Set down each entry from the block beneath, exactly as written.

[BEGIN SUPPLIED RECORDS]

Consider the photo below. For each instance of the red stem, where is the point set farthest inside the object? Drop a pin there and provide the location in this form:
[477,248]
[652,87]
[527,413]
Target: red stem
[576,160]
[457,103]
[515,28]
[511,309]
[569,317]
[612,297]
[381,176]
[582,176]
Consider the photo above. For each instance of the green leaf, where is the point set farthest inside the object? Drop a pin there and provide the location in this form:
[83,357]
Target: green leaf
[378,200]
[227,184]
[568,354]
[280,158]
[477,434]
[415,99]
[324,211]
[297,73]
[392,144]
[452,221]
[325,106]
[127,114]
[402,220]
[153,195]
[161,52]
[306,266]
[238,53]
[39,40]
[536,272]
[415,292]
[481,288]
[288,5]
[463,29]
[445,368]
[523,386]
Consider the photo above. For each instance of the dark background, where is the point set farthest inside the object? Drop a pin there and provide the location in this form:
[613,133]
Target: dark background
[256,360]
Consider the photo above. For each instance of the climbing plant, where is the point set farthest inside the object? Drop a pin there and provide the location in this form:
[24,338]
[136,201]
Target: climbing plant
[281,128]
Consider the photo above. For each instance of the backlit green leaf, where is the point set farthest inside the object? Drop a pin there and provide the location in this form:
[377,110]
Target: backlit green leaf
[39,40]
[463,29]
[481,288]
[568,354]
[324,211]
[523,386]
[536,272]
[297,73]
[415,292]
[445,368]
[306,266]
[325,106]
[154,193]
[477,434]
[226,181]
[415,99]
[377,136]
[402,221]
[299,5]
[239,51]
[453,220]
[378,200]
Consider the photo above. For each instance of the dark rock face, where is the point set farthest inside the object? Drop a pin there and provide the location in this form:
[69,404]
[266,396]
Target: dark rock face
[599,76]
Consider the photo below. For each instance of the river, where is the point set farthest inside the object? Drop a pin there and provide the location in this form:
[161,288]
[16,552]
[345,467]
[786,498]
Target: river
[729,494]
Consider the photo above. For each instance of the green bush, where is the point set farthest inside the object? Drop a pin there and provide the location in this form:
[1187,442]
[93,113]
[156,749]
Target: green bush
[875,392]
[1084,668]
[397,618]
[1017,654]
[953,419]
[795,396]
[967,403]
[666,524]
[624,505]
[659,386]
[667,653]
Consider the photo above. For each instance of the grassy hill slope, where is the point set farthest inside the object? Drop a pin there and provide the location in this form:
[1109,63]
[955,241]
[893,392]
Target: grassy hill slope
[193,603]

[END SUPPLIED RECORDS]

■ **REPLY**:
Consider the photo below. For each instance of the red stem, where is the point set farthest inside the object? Drop a pin there and provide the location in this form:
[477,248]
[652,87]
[527,413]
Target: red stem
[576,160]
[457,103]
[515,28]
[511,309]
[569,317]
[612,297]
[381,176]
[582,176]
Consider the photo above. For each instance of the green leaf, where is the point set farthest inside the object? Drop a pin there and provide the location in this form:
[83,357]
Target: green leaf
[378,200]
[227,184]
[568,354]
[280,158]
[477,434]
[415,99]
[324,211]
[297,73]
[392,144]
[452,221]
[325,106]
[127,114]
[402,220]
[153,195]
[161,52]
[306,266]
[238,53]
[39,40]
[536,272]
[415,292]
[481,288]
[288,5]
[463,29]
[445,368]
[523,386]
Consider the photo above. For each instance of the dark background, where is the point set farthest inside the object? Drop a pin there and provide the location in this form:
[613,133]
Target: dark background
[256,360]
Consider the photo above. For each instance of the climbing plant, where is the point set farthest inside the object? Drop a pin there and provide the location in this form:
[24,338]
[136,201]
Target: climbing plant
[281,128]
Consider the photo above. For each instance of the backlit green leaf, where is the point set farthest inside the object? Drop a pin there and provide the location in this form:
[377,110]
Target: backlit green leaf
[39,40]
[463,29]
[481,288]
[568,354]
[324,211]
[523,386]
[536,272]
[297,73]
[415,292]
[445,368]
[306,266]
[325,106]
[154,193]
[477,434]
[226,181]
[415,99]
[377,136]
[402,221]
[299,5]
[239,51]
[453,220]
[378,200]
Consider the photo above. For each instance of the dark rock face, where is the point set farthest inside the object? Drop a pin there and provide the location in this form:
[69,404]
[266,396]
Target: dark rock face
[599,76]
Consider the photo below. For each instance of the river, where is the point set farthest inside the object? Drop a pin there and provide the location in this form:
[161,288]
[16,552]
[345,467]
[786,498]
Target: river
[729,494]
Consider the photo above. For each instance of the green bush, where is the point set farthest inside the object? Drop a pin there and provide the location in this form:
[1187,442]
[93,113]
[156,749]
Target: green bush
[875,392]
[1084,668]
[397,618]
[1017,654]
[953,419]
[795,396]
[967,403]
[666,524]
[624,505]
[659,386]
[667,653]
Consider the photo above. For each instance of the grassy hill slope, where is the point set farthest inside the object? Drop a pin there and provide the location in this form:
[1109,63]
[955,241]
[893,392]
Target: grassy hill slope
[193,603]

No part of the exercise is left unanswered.